*Job*:
Repeat every record exactly, but keep images out of the copy.

== Entries shown

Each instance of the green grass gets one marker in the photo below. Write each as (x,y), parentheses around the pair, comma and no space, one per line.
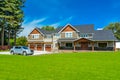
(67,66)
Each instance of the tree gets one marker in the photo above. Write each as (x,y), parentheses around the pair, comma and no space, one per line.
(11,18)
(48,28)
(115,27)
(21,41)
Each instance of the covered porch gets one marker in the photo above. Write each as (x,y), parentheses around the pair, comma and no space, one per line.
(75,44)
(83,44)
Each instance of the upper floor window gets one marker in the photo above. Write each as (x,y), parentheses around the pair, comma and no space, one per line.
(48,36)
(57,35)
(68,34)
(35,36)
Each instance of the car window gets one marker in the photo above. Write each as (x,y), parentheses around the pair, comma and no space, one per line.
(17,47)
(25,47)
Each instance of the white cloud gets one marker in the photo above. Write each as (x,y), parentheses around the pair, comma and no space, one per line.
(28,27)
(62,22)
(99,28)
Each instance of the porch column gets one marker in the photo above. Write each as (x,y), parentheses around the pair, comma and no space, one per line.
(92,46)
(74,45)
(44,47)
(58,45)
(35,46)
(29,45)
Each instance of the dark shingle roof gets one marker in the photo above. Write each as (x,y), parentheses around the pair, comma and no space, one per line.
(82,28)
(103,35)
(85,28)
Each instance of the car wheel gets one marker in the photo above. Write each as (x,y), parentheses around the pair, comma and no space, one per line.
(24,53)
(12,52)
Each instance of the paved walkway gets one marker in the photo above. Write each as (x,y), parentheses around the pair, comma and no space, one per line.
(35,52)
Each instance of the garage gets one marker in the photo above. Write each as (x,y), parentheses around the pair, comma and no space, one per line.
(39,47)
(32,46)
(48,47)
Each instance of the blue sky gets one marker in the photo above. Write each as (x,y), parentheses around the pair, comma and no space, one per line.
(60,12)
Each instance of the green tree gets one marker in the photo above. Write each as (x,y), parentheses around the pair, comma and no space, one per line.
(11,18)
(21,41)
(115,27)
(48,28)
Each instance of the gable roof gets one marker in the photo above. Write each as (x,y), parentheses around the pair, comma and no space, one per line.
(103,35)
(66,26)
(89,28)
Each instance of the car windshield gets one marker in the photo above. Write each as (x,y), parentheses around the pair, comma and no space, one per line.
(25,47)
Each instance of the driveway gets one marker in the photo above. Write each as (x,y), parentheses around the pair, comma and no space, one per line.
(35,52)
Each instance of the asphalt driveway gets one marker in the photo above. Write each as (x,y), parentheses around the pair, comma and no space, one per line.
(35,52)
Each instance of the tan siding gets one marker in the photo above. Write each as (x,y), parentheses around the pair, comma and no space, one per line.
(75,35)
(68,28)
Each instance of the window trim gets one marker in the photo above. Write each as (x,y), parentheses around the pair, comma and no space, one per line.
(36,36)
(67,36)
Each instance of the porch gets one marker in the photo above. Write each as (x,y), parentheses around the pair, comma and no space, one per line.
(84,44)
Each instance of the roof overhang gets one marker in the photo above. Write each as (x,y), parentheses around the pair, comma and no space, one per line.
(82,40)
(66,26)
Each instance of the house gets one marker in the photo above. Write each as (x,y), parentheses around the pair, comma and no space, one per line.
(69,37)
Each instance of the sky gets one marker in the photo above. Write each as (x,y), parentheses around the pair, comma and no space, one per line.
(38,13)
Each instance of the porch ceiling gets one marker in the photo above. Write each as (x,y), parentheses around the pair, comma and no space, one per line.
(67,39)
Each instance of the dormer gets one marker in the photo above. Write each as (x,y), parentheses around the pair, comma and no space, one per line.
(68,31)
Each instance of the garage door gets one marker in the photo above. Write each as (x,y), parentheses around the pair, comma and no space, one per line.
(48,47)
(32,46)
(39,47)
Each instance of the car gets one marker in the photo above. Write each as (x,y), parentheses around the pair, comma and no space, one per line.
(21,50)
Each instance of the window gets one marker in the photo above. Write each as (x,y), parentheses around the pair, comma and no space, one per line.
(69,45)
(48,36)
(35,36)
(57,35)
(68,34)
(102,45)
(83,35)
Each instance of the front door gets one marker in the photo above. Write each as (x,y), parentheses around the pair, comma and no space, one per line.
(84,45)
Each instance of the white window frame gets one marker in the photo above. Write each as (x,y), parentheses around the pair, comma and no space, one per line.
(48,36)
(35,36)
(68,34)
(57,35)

====

*Full answer*:
Each instance of the green grass gets one marker in the photo below. Write each as (x,y), parentheses around the pair, comma and no space, one per line.
(67,66)
Each instance of the tree gets one marker in the photo above. Write each as (x,y), parentheses around the pair, comma and no space, one per line.
(11,18)
(48,28)
(115,27)
(21,41)
Each instance of the covered porch gets one marker in the photo above. Write each as (x,y), parentheses around the pair, comma and no space, one per line.
(75,44)
(83,44)
Each instance of the upper floor window gets one marker in the photo above. Write each as (x,y), parentheses around the pair, comma and no space, one per line.
(48,36)
(57,35)
(68,34)
(35,36)
Each instance of the car window gets one marker in the photo above. Write each as (x,y), parentheses around the pair, comma and no space, one per line.
(17,47)
(25,47)
Each instance of the white cloud gets one marker in the photo above. Write each as (x,y), parentheses around the pair, comma and no space, one per line.
(28,27)
(62,22)
(99,28)
Each instance of the porch column gets one marker in the photo above. Write each as (x,y), parentheses around the pair, comma and no space, one per line.
(92,46)
(74,45)
(44,47)
(58,45)
(35,46)
(29,45)
Each instance of the dark shingle roof gets one marker in the photo above. Write each as (x,y), parentheses around the pair, comma and no space, one per line.
(82,28)
(103,35)
(85,28)
Each instance of the car wheel gets one marker in the photo above. Write each as (x,y), parentheses around the pair, comma and no space, one per line.
(24,53)
(12,52)
Each instance of the paved walkway gets one marker in the photo above. Write each as (x,y), parentheses around the pair, comma and no space, one per line.
(35,52)
Each instance of the garage gets one marker in the photo above. Write each as (x,y), parentheses around the pair, comma and no space, one per line.
(39,47)
(32,46)
(48,47)
Each instance of the blue sky gets one marker in the photo above. Write each as (x,y), parentheses around the pair, comma and no space, one per line.
(60,12)
Each instance of the green tree gets one marker in the photo above. Write each as (x,y), parentheses around the pair, comma and no space, one per line.
(11,18)
(21,41)
(115,27)
(48,28)
Each instance of the gable roof gets one marker in the photo above. Write each as (x,y), parentheses around the pair, comma and no space, one per line.
(103,35)
(66,26)
(89,28)
Each instance of the car windshield gets one marker in the photo above. Write each as (x,y), parentheses around the pair, comma and no space, one per line.
(25,47)
Each instance of the driveway gets one marker in the photo above. Write each as (x,y), parentheses around the pair, comma and no space, one per line.
(35,52)
Each instance of the asphalt driveway gets one marker in the photo above. Write each as (x,y), parentheses around the pair, comma and no space, one per line.
(35,52)
Each instance of the tan siding gets one marker in the photo above. Write each as (x,y), parentheses around the pair, comma and no space, one per line.
(75,35)
(68,28)
Each instance of the window trim gets one marker in the photo above. Write each as (x,y), parentheses around the pair, comma and no space, one per line.
(36,36)
(67,36)
Each instance of the porch gets one marker in the photo above. Write each as (x,y), parentheses around the pair, comma and no space, one per line.
(84,44)
Each instance of the roof overhang gets one marker in the photo above. Write each as (x,y), parentheses around the pair, comma and no space, one per line.
(82,40)
(66,26)
Each instance of the house gets one marker in the photo above. Write each as (x,y), parentheses around the pair, comma and no space, one per line.
(69,37)
Each instance of the sky gets one marker in the photo above. Write each as (x,y), parentheses around the pair, comma and no space, one per line.
(38,13)
Each instance of the porch ceiling gets one marker in the photo above. Write each as (x,y), parentheses around the pair, comma and no space, one per line.
(67,39)
Each instance of the dormer gets one marker in the photo above. Write each as (x,y), parentheses around the pair, comma and no space, one per line.
(68,31)
Each instance of the garage door gets one marker in the photo above. Write each as (x,y), parentheses around the pair, comma and no space, one per line.
(48,47)
(32,46)
(39,47)
Each instance of the car gets one marker in the photo above. Write each as (x,y), parentheses around the pair, comma and no space, one per line.
(21,50)
Each instance of the window gets one marker in the photo above. Write each as (x,y), parentheses around the pair, comma and no space, one per line.
(69,45)
(48,36)
(35,36)
(57,35)
(68,34)
(102,45)
(83,35)
Each instance of the front door gets one marker in the photo above. Write each as (x,y), parentheses around the pair, comma and no space, one per line.
(84,45)
Each instance of the white window frame gets one marker in the photo above. Write each as (x,y), parentheses around the pair, comma and no space, one per line.
(48,36)
(35,36)
(68,34)
(57,35)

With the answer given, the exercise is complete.